▸ **WORK INSTRUCTIONS**:
Transcribe the entries exactly. Omit the pictures.

▸ **TASK DATA**:
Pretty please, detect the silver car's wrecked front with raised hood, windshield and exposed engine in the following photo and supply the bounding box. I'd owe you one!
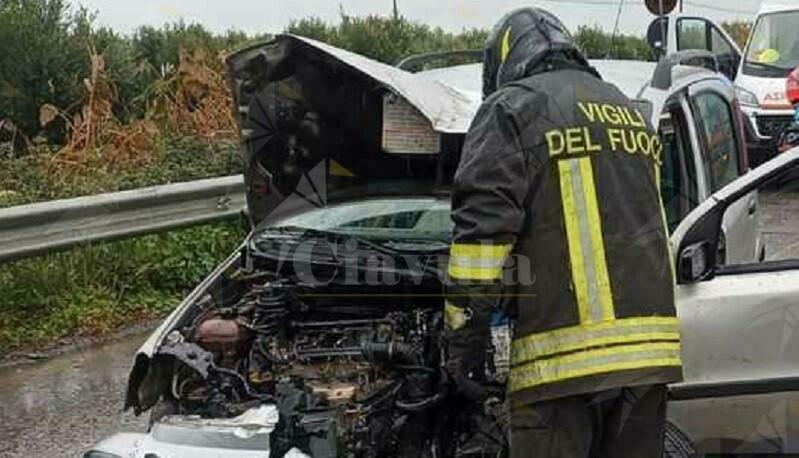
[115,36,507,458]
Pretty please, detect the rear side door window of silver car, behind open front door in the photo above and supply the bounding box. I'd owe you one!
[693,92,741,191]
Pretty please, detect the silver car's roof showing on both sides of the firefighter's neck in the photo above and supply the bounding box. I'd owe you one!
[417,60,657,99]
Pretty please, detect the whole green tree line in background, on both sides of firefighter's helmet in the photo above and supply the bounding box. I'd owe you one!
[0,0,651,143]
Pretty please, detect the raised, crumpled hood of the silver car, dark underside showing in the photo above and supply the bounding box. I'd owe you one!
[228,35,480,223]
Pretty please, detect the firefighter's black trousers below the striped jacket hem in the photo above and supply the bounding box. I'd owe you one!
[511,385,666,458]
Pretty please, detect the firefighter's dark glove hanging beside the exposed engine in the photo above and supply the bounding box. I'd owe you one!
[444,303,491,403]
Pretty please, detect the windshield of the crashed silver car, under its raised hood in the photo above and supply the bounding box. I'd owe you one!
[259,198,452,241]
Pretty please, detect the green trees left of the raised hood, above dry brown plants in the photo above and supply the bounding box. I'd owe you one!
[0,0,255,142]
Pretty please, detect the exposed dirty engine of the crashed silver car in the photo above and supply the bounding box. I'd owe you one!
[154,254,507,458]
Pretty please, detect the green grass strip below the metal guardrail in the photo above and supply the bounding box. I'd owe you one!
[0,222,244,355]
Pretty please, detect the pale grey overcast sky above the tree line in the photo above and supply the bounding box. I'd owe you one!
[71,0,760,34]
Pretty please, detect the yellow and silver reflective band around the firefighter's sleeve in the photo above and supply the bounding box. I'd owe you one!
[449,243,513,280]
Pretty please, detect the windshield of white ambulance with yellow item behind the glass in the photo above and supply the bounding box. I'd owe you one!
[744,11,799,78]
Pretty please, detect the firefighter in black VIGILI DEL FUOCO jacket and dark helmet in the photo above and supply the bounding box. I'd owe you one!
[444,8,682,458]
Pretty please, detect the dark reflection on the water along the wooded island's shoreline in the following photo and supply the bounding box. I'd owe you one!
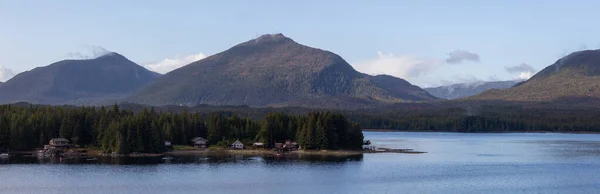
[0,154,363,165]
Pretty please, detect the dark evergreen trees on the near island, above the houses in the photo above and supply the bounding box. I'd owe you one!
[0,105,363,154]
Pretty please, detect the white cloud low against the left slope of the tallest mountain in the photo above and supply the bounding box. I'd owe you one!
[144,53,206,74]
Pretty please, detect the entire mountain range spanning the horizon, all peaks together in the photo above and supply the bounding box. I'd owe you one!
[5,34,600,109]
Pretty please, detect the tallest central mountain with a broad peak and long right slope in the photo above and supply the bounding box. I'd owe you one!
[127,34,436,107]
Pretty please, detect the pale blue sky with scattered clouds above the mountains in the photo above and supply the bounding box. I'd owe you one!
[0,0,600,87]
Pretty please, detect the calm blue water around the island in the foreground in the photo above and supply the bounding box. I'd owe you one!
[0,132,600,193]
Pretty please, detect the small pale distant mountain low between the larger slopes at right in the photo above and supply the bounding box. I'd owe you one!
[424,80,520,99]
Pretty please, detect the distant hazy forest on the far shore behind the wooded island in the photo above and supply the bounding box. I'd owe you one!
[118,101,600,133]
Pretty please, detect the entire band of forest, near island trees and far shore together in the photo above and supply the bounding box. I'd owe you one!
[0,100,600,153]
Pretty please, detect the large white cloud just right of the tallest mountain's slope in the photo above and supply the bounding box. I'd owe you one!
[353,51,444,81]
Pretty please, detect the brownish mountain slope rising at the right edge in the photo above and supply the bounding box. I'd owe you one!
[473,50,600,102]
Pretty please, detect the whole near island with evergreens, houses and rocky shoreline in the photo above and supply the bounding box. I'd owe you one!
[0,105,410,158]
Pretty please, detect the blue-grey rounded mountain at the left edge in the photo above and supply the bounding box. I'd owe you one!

▸ **EXERCISE RESULT**:
Pretty please, detect the silver car's wrecked front with raised hood, windshield and exposed engine in the following photo and supply the bounding box. I'd owe you one!
[115,36,507,458]
Pretty please, detect the rear side door window of silver car, behind open front door in the photo above and supply the bounding box. I'd owe you one!
[693,92,741,191]
Pretty please, detect the silver car's roof showing on both sides of the firefighter's neck in the photo above and supply the bounding box. I'd owe you one!
[417,60,657,99]
Pretty please, detect the whole green tree line in background, on both sides of firefighter's helmet in the photo above and supply the bounding box. I'd owe you one!
[0,0,651,143]
Pretty please, detect the raised, crumpled hood of the silver car, dark underside showing in the photo above and supply the bounding box. I'd owe you one!
[228,35,480,223]
Pretty please, detect the firefighter's black trousers below the striped jacket hem in the photo above and supply the bounding box. I'd owe you one!
[511,385,666,458]
Pretty please, detect the firefighter's dark glove hanging beside the exposed engine in the photo above and supply the bounding box. I'd owe you one!
[444,303,491,403]
Pretty please, detect the windshield of the crashed silver car, under its raised hood in the photo above and supply the bounding box. I'd owe you one!
[259,198,452,241]
Pretty please, detect the green trees left of the raised hood, above dry brown plants in the photo above and supply the bounding box. I'd owe you one!
[0,0,255,142]
Pretty please, detect the exposed dirty engine of the crashed silver car in the photo above and supply the bounding box. I'd owe you one!
[154,254,507,458]
Pretty please, detect the green grass strip below the metal guardrail in the photo above and supply the bounding box. I'd owe you one!
[0,222,244,355]
Pretty please, detect the pale grey overcast sky above the tree line in the photo above and supply the bounding box. I'd owe you one!
[71,0,760,34]
Pretty please, detect the yellow and silver reflective band around the firefighter's sleeve in the photo above and supply the bounding box. I'd owe you one!
[449,243,513,280]
Pretty please, detect the windshield of white ambulance with yellow item behind the glass in the photo above and supply the bounding box. I'd owe you one!
[744,11,799,78]
Pretty please, detect the firefighter in black VIGILI DEL FUOCO jacket and dark helmet in the photo above and supply the bounding box. I'd owe you one!
[444,8,682,458]
Pretty please, detect the dark reflection on the water along the wooded island's shoreline in the following photo and supply the bounding box. I'd owe you one!
[0,154,363,165]
Pretty please, detect the dark evergreen trees on the near island, above the houses in the photo above and supply the bounding box. I'd owe you one!
[0,105,363,154]
Pretty please, detect the white cloud low against the left slope of the tallest mountain in the photo above and supply the bounding box. I'd owe you one!
[144,53,206,74]
Pretty please, detect the entire mountain range spanning the horizon, all peaks together in the photo above and supply the bounding box. I'd owe you one!
[5,34,600,109]
Pretty please, detect the tallest central mountain with a broad peak and long right slope in the photo above and supply the bounding box. I'd owe you one!
[127,34,436,107]
Pretty please, detect the pale blue sky with scattered clouds above the mountains in the photo above and supply the bounding box. I'd owe you one!
[0,0,600,87]
Pretty please, detect the calm blue water around the island in the foreground in the photo above and supply the bounding box. I'd owe you one!
[0,132,600,193]
Pretty please, detect the small pale distant mountain low between the larger slopes at right in the photo above and supply the bounding box. I'd owe you one!
[424,80,520,99]
Pretty please, detect the distant hazy forest on the far shore behind the wooded island in the photo above and supply the bounding box. I'd owe you one!
[118,101,600,133]
Pretty please, detect the entire band of forest, near island trees and far shore together in the photo above and supply the bounding box. I'd owe you one!
[0,100,600,153]
Pretty please, detect the large white cloud just right of the tallest mountain's slope in the photo above and supply the bounding box. I'd owe you one!
[353,51,444,81]
Pretty please, detect the brownish mountain slope rising at the right edge in the photo above and supply the bounding box. I'd owe you one!
[473,50,600,102]
Pretty please, detect the whole near island with evergreens, houses and rocky shoreline in the photo above and supply the bounding box. I'd owe you one!
[0,105,410,158]
Pretty please, detect the blue-grey rounded mountain at the left edge in the photo above and supply the bounding box. I'd owe you one!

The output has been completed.